◆ **Given passage**:
[Begin]
All of these provisions will leverage and build upon investments already made in the BIL. The addition of the clean energy and manufacturing provisions in the Inflation Reduction Act adds to the BIL’s strong focus on environmental remediation and provides funding for clean energy deployment, manufacturing, and economic support for communities impacted by energy transition.
However, some critical support for workers and communities was not included in the Inflation Reduction Act, including funding for dislocated workers, and additional funding for the Economic Development Administration. More must be done to provide meaningful support for workers who have borne and will continue to bear the brunt of job loss in this energy transition: workers dislocated from coal mines, coal power plants, and oil refineries.
[End]
◆ **Short exercise**:
Write out everything in the passage on the Inflation Reduction Act from "However, some critical" down to "and oil refineries.", word for word.

◆ **Listed records**:
[Begin]
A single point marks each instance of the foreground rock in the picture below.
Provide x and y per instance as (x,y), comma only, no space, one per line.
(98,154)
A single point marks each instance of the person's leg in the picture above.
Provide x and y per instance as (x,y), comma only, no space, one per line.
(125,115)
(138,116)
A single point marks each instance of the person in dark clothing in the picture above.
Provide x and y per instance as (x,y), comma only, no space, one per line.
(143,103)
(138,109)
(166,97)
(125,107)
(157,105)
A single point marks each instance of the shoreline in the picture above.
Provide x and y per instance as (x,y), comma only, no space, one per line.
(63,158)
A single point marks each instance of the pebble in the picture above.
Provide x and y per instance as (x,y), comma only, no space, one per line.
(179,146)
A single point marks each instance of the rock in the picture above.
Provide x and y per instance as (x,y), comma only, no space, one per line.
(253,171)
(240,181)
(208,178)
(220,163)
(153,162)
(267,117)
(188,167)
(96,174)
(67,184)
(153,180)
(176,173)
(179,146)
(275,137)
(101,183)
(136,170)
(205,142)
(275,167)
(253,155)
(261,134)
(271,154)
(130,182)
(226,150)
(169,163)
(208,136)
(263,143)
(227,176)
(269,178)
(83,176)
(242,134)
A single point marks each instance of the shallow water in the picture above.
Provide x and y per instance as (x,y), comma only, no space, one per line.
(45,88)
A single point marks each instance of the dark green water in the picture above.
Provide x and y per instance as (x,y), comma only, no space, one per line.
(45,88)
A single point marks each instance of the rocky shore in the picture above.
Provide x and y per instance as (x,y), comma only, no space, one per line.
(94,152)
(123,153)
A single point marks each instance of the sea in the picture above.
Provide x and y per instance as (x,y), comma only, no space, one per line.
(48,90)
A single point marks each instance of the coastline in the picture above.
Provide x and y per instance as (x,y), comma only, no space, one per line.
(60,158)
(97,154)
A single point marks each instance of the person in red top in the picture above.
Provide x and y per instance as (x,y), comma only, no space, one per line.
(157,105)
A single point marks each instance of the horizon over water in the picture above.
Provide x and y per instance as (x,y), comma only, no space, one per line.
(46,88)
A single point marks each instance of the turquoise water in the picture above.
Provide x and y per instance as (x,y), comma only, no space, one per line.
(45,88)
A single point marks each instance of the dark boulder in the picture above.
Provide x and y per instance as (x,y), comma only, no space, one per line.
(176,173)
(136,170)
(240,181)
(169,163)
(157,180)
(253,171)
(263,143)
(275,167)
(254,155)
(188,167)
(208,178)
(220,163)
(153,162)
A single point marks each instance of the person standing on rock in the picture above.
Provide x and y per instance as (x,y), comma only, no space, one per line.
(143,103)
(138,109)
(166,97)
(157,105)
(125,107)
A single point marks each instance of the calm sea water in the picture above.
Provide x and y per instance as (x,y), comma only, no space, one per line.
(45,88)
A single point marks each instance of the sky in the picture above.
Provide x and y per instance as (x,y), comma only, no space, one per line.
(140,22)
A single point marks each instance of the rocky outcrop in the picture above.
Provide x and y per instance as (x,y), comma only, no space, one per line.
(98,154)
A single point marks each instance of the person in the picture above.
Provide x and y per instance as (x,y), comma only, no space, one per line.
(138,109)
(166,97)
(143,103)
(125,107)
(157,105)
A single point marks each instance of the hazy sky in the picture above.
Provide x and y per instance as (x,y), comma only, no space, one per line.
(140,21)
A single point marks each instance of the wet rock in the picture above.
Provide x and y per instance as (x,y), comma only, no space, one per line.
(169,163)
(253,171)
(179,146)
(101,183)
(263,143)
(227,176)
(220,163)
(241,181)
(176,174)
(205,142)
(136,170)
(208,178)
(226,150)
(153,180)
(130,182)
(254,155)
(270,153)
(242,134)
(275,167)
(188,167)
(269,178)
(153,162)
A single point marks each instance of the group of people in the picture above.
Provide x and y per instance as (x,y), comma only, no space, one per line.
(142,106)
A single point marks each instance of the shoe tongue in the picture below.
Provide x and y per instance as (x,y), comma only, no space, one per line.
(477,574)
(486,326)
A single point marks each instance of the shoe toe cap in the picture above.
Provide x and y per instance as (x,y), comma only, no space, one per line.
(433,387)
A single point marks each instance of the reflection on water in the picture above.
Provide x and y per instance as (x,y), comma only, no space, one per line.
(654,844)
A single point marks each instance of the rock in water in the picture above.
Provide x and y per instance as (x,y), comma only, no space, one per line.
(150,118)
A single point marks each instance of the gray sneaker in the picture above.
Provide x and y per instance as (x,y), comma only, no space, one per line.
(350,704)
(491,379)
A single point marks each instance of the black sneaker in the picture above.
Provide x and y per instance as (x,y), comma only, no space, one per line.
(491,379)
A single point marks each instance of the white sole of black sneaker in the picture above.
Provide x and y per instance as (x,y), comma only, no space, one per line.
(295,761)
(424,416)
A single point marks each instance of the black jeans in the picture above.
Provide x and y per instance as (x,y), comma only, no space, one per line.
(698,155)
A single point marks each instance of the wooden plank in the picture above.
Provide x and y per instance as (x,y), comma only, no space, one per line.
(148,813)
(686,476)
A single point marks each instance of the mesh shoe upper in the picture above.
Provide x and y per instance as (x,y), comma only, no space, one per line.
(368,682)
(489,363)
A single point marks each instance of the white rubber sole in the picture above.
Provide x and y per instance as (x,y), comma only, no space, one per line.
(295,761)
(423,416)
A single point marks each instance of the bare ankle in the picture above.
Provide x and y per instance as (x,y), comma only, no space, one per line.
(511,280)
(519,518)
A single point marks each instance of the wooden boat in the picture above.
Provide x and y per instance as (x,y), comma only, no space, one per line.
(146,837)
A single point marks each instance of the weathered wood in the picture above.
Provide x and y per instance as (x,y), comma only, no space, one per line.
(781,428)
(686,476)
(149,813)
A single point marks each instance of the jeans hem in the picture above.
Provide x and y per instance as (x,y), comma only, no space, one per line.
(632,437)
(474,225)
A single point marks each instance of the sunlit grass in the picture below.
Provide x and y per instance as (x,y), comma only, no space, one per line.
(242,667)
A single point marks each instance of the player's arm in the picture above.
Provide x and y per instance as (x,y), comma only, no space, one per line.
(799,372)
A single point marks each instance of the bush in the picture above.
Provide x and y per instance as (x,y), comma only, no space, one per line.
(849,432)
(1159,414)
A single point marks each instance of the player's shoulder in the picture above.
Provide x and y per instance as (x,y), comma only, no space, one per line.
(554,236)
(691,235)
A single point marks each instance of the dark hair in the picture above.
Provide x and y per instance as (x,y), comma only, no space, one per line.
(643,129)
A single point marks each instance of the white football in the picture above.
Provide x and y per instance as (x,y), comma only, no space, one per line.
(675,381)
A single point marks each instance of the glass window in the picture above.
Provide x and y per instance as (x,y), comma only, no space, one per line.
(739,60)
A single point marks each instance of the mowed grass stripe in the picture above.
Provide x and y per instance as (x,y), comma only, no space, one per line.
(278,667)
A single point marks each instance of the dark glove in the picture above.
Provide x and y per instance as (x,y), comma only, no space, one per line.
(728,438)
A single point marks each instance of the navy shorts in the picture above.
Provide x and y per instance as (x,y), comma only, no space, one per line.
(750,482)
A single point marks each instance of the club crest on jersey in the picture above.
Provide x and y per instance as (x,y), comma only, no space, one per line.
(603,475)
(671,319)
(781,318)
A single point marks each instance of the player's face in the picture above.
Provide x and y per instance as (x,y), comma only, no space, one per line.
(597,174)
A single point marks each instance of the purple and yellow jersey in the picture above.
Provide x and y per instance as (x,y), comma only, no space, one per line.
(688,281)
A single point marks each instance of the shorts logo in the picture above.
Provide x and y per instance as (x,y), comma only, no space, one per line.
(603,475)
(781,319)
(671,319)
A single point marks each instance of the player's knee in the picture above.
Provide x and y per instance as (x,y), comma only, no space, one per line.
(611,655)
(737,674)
[End]
◆ **Answer to the exercise**:
However, some critical support for workers and communities was not included in the Inflation Reduction Act, including funding for dislocated workers, and additional funding for the Economic Development Administration. More must be done to provide meaningful support for workers who have borne and will continue to bear the brunt of job loss in this energy transition: workers dislocated from coal mines, coal power plants, and oil refineries.